抜粋本文 –
• • • • •
Oakforest-PACSとReedbushのレベル2/3測定
Joint Center for Advanced High Performance Computing(JCAHPC)はOakforest-PACSスパコンを擁する東大と筑波大の共同運営センターである。また、本郷(浅野キャンパス)の東大情報基盤センターにはReedbushというスパコンが設置されている。
12/20更新:初掲載時に、誤ってReedbushの設置場所をOakforest-PACSスパコンと同じ、東大柏キャンパスとしておりましたが、正しくは本郷の浅野キャンパスとなりますので、修正させていただきました。お詫びして訂正いたします。
JCAHPCに設置されているOakforest-PACSは8208個のXeon Phi(Knights Landing)を使うスパコンで、25PFlopsのピーク演算性能を持っている。
Oakforest-PACSの計算ノードは富士通製のPrimergy CX1640 M1サーバで、1個の水冷のXeon Phi 7250からなる。そして、この計算ノード8個を2Uのシャシーに収容している。そして、1ラックには15シャシーを収容するので、合計120計算ノード収容である。システム全体では8,208ノードであるので、計算ノードだけで69ラックが必要となるが、実際にはスイッチやストレージなどもあるので、全体では102ラックのシステムとなっている。
消費電力は空調込みで4.24MW、空調を除くと3.44MWとなっている。
また、Reedbushは本郷(浅野キャンパス)に設置されている東大の情報基盤センターのスパコンで、JCAPHCの管轄ではない。Oakforest-PACSは富士通製であるが、こちらはHPE(旧SGI)製である。
Reedbush-U、Reedbush-HとReedbush-Lという3つのシステムがある。Reedbush-UはXeon E5-2695 v4×2の計算ノードを使い、このノードを420ノード持つシステムである。Reedbush-HはXeon E5-2695 v4×2に2個のNVIDIA P100 GPUを加えた計算ノード120ノードからなるシステムである。Reedbush-LはReedbush-Hの計算ノードのP100 GPUを4個とした計算ノード64ノードからなるシステムである。
システムの発注に際して、全システムの電力消費を、リアルタイムにモニタし記録できることという条件を付けた。そして、Oakforest-PACSはレベル2、Reedbushはレベル3の測定を行うこととし、実際の電力測定は、Oakforest-PACSは富士通、ReedbushはHPEに実行してもらった。
Oakforest-PACSの電力の測定は、640ノードを1つの分電盤でカバーし、4台の分電盤で2640ノードの消費電力を測定している。これは8208ノードの1/8以上というレベル2測定のルールを満たしている。
• • • • •
課題の目標 A – スパコンの記事にある一文「消費電力は空調込みで4.24MW、空調を除くと3.44MWとなっている。」を英語に訳してください。
課題の目標 B – スパコンの記事の「消費電力は空調込みで4.24MW、空調を除くと3.44MWとなっている。」から「はHPEに実行してもらった。」までを、一字も変えずに写し取ること。
この後の一覧は、本文とは別の出典から取ったものである。

[位置アノテーションの記録]
• • • • •
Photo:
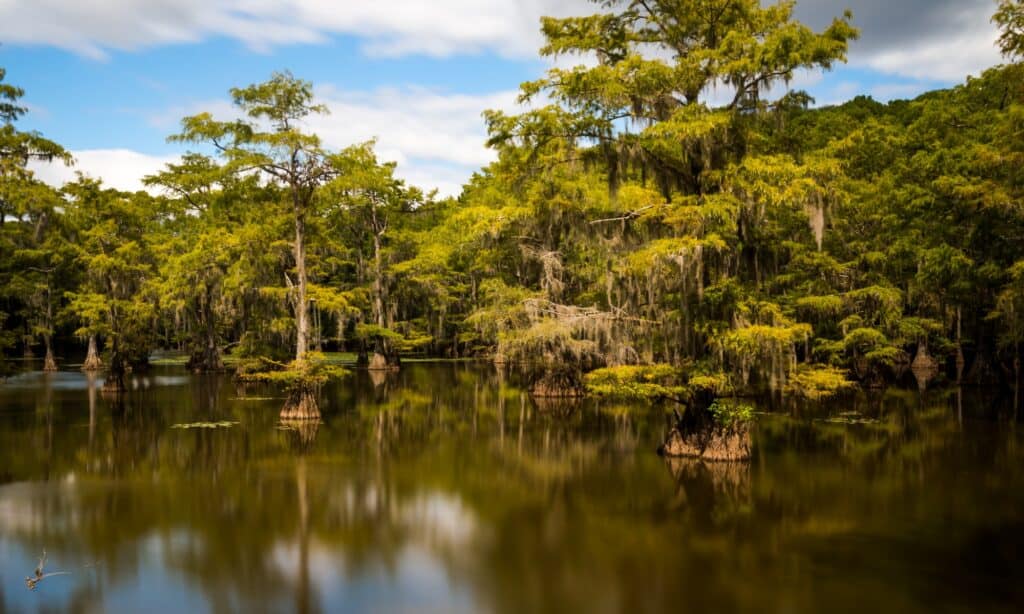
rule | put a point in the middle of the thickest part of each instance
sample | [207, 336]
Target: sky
[111, 79]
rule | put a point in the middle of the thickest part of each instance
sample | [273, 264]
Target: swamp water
[442, 488]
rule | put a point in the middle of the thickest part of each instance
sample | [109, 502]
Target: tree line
[629, 228]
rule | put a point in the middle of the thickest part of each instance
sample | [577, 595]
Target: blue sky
[111, 80]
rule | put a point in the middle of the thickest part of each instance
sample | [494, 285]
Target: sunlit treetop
[1010, 17]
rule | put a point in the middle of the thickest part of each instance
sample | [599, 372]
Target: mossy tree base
[711, 442]
[92, 360]
[383, 362]
[301, 404]
[114, 385]
[50, 363]
[557, 386]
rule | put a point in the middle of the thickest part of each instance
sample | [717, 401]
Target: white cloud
[947, 56]
[122, 169]
[436, 138]
[412, 123]
[390, 28]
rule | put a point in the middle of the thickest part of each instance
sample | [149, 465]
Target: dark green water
[444, 489]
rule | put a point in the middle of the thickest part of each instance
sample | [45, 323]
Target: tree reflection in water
[444, 487]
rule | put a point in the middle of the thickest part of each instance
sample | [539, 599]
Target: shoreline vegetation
[631, 239]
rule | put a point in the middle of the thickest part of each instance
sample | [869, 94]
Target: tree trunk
[50, 363]
[301, 308]
[301, 403]
[206, 356]
[116, 375]
[92, 360]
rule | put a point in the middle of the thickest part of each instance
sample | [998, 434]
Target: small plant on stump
[302, 380]
[710, 428]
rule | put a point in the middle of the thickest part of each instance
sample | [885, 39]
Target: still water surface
[442, 488]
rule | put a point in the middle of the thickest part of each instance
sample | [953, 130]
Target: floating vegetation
[206, 425]
[850, 418]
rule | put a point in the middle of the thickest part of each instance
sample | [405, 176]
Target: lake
[443, 488]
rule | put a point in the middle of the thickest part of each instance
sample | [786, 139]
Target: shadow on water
[443, 487]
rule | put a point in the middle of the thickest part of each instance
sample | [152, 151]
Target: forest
[632, 238]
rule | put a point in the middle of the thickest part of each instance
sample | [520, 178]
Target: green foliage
[728, 412]
[648, 383]
[818, 383]
[312, 369]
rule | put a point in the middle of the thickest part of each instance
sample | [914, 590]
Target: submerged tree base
• • • • •
解答例 A – The power consumption is 4.24 MW including air conditioning and 3.44 MW excluding it.

解答例 B –
消費電力は空調込みで4.24MW、空調を除くと3.44MWとなっている。
また、Reedbushは本郷(浅野キャンパス)に設置されている東大の情報基盤センターのスパコンで、JCAPHCの管轄ではない。Oakforest-PACSは富士通製であるが、こちらはHPE(旧SGI)製である。
Reedbush-U、Reedbush-HとReedbush-Lという3つのシステムがある。Reedbush-UはXeon E5-2695 v4×2の計算ノードを使い、このノードを420ノード持つシステムである。Reedbush-HはXeon E5-2695 v4×2に2個のNVIDIA P100 GPUを加えた計算ノード120ノードからなるシステムである。Reedbush-LはReedbush-Hの計算ノードのP100 GPUを4個とした計算ノード64ノードからなるシステムである。
システムの発注に際して、全システムの電力消費を、リアルタイムにモニタし記録できることという条件を付けた。そして、Oakforest-PACSはレベル2、Reedbushはレベル3の測定を行うこととし、実際の電力測定は、Oakforest-PACSは富士通、ReedbushはHPEに実行してもらった。